- SCHRIFTLICHE AUFGABE A
Filtere aus der Auflistung weiter unten jede Zeile heraus, die die Zeichenfolge „sleeve“ enthält, und gib diese Zeilen unverändert wieder.

- VORLIEGENDER TEXTAUSZUG

Kunstmuseum Claudius

Wie wirken Stereotypen und Klischees aus der Weimarer Zeit bis heute nach? Und wie beeinflussen sie unseren Blick auf unser Gegenüber? Diesen Fragen widmen wir uns in einer Interviewreihe gemeinsam mit dem Kunstmuseum Stuttgart. Dabei werden verschiedene Perspektiven zum Thema Diversität rund um die Inhalte der Ausstellung »Sieh Dir die Menschen an! Das neusachliche Typenporträt in der Weimarer Zeit« beleuchtet.

Den Anfang macht Claudius Desanti, der seinen Blick auf die Werke und eigene Erfahrungen teilt. Claudius ist Gründer der Kommunikationsagentur SÍSÍ, Podcaster (Queergeredet) und Vorstand der Aidshilfe Baden-Württemberg.

Was war dein Highlight der Ausstellung und warum?
Claudius: Also dieses Gemälde (Kate Diehn-Bitt, Selbstbildnis als Malerin, 1935) hat mich aufgrund der Androgynität, die hier abgebildet ist, besonders angesprochen. Die Person hat auf mich auf den ersten Blick eventuell wie ein schwuler Mann gewirkt. Das war für mich nicht eindeutig einzuordnen und da ich selbst schwul bin, habe ich da, glaube ich, auch so einen Wiedererkennungsprozess gemacht. Umso interessanter fand ich dann, dass das Bild eigentlich das Selbstbild der Malerin Kate Diehn-Bitt darstellt.

Hast du dich schon einmal dabei erwischt, jemanden unbewusst in eine bestimmte Schublade einzuordnen?

- ERFASSTE DATEN
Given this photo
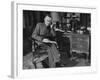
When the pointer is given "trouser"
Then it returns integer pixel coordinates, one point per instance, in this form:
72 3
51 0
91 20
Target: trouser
53 54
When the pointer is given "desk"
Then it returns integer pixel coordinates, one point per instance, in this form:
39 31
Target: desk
78 42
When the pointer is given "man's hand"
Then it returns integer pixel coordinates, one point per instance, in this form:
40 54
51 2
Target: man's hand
48 41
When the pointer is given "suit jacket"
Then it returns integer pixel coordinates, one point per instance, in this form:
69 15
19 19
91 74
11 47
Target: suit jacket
41 32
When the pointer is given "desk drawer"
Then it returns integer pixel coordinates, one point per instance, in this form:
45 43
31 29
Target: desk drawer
80 46
76 38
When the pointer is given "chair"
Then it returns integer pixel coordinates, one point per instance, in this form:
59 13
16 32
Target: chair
39 55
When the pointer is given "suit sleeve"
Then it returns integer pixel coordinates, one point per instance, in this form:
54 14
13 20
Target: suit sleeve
36 33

- SCHRIFTLICHE AUFGABE B
Schreibe die Fortsetzung des oben stehenden Interviews über nachwirkende Klischees aus der Weimarer Zeit, beginnend direkt nach seinem letzten Satz.

- RICHTIGE ANTWORT A
When the pointer is given "suit sleeve"
Target: suit sleeve

- RICHTIGE ANTWORT B
Claudius: Natürlich habe ich auch schon Menschen in Schubladen gesteckt – bewusst oder unbewusst. Das ist, glaube ich etwas, das wir im Alltag die ganze Zeit machen. In solchen Situationen finde ich es ganz wichtig, dass wir lernbereit sind und dass wir unsere eigenen Schubladen immer wieder hinterfragen.

Wie wurdest du in deinem Leben schon einmal mit Stigmata und Vorurteilen konfrontiert? Was sind deine Erfahrungen?
Claudius: Vorurteile und Stigmata hab ich leider schon sehr häufig erlebt, gerade weil ich schwul bin. In jedem Moment, in dem ich selbst zögere, mich als schwul zu outen, wirkt das Vorurteil und das Stigma und bremst mich in meiner Selbstverwirklichung. Und das ist etwas, was man als queere Person leider schon in der frühesten Jugend spürt. Auch bei der Aidshilfe Baden-Württemberg, bei der ich im Vorstand bin, sehen wir, dass das Stigma um HIV auch sehr sehr stark ist.

Neugierig geworden? Bis zum 14. April könnt ihr die Ausstellung im Kunstmuseum besuchen und euch selbst ein Bild von den Werken machen!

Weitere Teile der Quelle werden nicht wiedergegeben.